Please reproduce the items from the line with "Target: white building" through the end of the items, requests included and left unchanged, scaling every point coordinate in the answers by 1.35 and rounding to whole numbers with halves going up. Output those lines alone.

───── Material shown

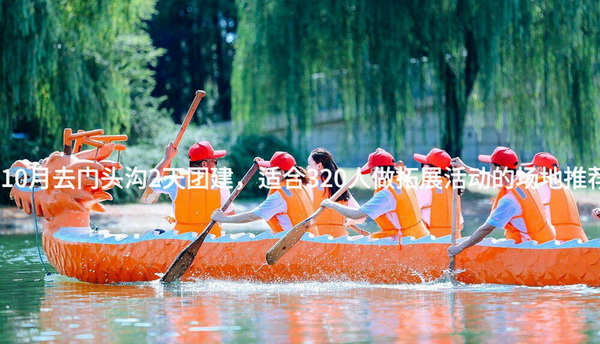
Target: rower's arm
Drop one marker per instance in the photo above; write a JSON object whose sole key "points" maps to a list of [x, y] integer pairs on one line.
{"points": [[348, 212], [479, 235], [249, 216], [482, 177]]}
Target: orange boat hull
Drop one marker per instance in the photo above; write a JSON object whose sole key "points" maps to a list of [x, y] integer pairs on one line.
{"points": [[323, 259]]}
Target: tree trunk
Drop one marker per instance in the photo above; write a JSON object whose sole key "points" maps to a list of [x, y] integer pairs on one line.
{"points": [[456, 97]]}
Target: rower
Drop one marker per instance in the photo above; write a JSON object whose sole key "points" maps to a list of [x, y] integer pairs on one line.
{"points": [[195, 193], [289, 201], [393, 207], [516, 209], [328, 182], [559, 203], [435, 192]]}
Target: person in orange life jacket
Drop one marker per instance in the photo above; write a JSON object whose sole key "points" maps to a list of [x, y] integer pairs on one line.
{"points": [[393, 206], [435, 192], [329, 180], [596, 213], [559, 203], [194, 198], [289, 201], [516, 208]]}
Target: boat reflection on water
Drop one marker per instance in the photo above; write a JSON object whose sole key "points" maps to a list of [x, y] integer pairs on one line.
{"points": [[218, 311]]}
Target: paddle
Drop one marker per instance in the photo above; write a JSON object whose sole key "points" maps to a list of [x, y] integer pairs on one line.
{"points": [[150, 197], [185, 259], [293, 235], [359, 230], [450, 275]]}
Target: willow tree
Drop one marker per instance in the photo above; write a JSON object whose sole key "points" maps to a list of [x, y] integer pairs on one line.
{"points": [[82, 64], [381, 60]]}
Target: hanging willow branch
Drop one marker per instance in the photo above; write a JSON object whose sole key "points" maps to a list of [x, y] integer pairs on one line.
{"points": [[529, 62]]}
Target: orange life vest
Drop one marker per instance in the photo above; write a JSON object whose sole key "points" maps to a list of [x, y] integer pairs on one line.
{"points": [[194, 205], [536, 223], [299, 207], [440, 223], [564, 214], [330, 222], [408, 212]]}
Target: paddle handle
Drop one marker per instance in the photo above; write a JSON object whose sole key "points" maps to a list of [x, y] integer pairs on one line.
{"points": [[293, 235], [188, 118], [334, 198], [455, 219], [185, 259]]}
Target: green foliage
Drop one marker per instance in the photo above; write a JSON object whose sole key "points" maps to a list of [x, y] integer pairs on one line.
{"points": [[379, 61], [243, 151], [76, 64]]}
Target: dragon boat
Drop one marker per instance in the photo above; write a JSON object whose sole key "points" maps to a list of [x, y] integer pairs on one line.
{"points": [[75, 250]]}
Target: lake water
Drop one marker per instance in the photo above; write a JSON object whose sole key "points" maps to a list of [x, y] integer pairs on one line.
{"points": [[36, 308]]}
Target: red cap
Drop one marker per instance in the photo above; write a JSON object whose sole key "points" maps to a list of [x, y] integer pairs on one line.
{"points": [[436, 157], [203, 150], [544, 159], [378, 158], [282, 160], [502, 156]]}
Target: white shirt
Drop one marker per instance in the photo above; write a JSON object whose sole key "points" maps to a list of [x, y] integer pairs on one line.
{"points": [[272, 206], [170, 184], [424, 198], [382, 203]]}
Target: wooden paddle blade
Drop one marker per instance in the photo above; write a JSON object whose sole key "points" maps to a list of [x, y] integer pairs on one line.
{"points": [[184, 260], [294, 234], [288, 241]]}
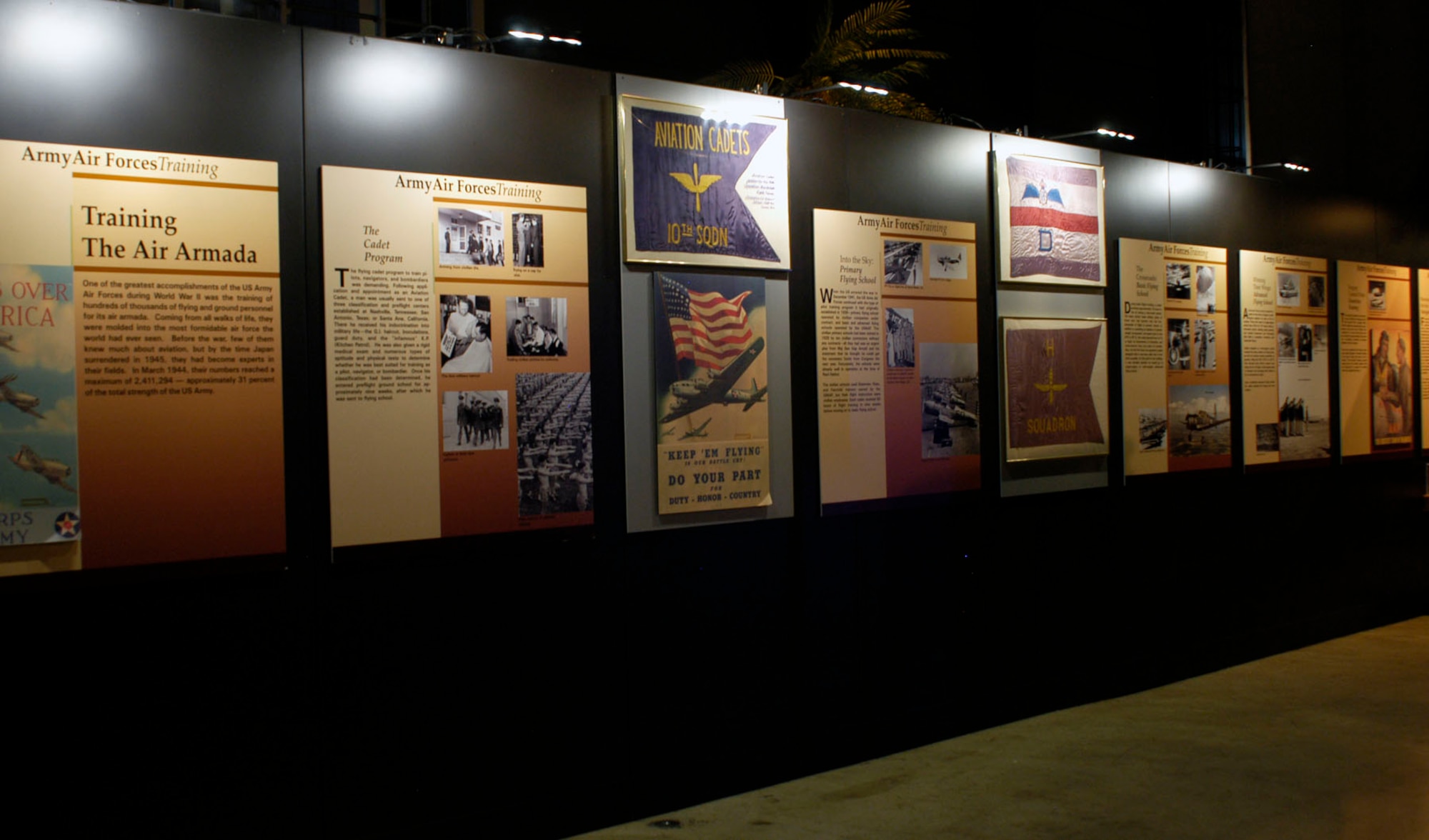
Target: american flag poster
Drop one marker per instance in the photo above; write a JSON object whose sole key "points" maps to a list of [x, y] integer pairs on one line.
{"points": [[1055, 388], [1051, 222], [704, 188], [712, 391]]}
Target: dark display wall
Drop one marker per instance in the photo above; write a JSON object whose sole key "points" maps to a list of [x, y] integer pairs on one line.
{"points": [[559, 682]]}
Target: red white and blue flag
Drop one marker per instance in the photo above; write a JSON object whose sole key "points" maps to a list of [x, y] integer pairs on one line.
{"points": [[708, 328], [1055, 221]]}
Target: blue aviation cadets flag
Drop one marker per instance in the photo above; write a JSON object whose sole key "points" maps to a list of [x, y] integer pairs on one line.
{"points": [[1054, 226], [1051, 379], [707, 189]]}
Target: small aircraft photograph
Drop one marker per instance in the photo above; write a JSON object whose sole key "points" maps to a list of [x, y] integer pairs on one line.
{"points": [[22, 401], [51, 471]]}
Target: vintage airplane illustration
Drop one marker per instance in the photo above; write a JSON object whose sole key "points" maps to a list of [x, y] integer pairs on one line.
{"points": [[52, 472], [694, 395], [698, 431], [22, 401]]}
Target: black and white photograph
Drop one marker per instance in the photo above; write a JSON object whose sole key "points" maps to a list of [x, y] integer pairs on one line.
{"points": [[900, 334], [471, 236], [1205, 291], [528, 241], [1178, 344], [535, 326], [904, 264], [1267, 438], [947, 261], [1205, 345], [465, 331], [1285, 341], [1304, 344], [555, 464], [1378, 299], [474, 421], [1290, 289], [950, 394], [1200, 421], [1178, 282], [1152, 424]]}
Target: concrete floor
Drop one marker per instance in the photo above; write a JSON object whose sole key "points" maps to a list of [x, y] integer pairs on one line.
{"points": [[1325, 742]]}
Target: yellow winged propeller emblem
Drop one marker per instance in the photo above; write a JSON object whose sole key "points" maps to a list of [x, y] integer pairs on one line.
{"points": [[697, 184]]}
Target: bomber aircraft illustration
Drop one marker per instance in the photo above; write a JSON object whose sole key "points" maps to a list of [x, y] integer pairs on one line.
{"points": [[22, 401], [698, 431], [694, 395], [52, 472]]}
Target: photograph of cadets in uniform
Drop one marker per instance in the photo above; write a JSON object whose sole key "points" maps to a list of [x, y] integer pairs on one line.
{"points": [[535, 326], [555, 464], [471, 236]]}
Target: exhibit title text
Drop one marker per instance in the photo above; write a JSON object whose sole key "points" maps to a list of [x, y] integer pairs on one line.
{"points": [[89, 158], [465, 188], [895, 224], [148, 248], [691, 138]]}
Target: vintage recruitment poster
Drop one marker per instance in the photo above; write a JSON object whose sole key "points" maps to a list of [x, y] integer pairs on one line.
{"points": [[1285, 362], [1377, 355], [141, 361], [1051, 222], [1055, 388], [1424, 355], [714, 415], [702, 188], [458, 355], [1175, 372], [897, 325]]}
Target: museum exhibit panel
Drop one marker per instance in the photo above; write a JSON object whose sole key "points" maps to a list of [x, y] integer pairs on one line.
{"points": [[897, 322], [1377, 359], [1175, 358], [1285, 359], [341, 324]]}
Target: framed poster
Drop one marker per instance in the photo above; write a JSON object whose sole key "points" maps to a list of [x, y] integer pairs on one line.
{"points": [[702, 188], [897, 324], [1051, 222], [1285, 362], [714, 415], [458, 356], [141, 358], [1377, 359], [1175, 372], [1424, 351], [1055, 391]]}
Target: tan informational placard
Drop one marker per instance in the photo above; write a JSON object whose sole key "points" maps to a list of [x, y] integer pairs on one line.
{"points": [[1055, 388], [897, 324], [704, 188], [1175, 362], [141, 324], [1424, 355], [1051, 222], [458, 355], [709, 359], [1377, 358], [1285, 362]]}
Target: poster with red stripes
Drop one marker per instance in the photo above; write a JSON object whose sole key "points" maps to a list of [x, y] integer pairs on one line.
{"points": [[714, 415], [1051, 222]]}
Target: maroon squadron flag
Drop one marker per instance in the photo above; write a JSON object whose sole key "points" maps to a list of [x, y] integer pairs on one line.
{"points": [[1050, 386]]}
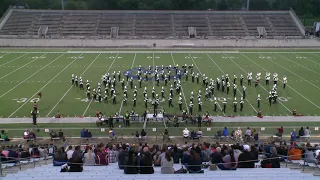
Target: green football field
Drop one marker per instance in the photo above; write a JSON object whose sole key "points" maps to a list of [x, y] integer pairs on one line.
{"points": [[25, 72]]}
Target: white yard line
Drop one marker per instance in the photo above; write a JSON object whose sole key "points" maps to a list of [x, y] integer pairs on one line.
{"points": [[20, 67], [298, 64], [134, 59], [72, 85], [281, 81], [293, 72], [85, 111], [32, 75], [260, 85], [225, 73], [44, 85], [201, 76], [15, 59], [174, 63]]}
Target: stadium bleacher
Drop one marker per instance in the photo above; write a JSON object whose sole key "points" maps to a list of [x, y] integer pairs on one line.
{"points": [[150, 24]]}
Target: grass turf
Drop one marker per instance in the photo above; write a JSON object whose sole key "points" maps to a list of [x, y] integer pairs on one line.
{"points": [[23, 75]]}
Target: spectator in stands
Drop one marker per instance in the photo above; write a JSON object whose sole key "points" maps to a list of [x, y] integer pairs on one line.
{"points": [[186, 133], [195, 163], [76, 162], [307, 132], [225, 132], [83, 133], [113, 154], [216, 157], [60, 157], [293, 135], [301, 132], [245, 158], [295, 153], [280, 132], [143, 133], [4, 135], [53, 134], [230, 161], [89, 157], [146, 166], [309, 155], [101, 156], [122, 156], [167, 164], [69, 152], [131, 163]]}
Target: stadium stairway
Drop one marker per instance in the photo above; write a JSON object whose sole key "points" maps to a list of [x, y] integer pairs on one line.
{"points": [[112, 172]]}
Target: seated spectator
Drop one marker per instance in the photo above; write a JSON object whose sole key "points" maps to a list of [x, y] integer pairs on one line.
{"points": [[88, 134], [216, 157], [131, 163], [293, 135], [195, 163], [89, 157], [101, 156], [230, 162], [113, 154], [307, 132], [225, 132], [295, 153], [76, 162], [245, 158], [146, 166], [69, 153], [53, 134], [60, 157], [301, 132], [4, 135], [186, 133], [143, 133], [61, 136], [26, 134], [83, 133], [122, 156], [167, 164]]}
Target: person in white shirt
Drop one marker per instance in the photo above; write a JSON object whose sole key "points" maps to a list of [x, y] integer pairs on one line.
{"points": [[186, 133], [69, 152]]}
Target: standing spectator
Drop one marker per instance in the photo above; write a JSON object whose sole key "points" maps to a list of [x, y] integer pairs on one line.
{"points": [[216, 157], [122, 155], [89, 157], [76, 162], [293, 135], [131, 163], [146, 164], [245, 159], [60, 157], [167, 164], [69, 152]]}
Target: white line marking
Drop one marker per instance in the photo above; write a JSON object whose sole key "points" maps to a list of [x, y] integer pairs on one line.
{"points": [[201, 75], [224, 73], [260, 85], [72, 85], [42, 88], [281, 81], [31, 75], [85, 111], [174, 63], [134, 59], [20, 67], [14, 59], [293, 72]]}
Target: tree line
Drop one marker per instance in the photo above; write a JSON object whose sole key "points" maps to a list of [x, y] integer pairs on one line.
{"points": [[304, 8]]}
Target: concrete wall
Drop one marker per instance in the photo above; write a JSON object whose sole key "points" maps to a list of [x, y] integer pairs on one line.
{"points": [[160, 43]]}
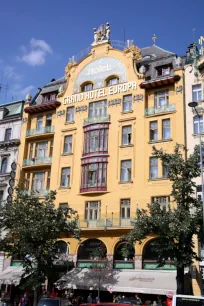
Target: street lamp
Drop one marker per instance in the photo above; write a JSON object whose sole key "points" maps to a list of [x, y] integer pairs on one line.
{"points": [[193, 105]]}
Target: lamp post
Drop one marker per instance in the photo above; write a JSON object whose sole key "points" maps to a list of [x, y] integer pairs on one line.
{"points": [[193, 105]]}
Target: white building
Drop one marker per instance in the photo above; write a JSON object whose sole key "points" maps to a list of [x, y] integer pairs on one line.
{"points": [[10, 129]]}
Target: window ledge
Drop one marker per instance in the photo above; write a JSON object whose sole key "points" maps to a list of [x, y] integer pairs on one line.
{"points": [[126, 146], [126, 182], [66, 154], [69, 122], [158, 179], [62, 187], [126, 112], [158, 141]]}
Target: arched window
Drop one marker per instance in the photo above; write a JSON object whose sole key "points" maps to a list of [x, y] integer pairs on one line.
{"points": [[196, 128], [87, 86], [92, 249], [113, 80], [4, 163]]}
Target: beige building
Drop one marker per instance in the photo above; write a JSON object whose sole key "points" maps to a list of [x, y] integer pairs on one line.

──────────

» Task response
Target: white building
Drop one marker per instance in the photo above; write a JSON object whose sole key "points" maps to a list of [x, y] integer pairs on one line.
{"points": [[14, 174]]}
Target: window ledge
Drop one marker per instance in the photo above; write a JSON object whose sole key "points" maps to a list of [x, y] integer pairs on one line.
{"points": [[170, 197], [170, 246], [89, 208], [93, 165], [213, 242], [84, 252], [170, 151], [213, 190]]}
Target: arched window
Drop one marker per instance in the photo above; write a JSON object whose sole key "points" maps to a list of [x, y] integer pairs on one line.
{"points": [[265, 173], [117, 116], [124, 336], [153, 108], [5, 220]]}
Target: beige building
Drop one marker per instance in the photo above; write a JSON object whose sole key "points" maps to a list of [x, y] integer pairs on one line.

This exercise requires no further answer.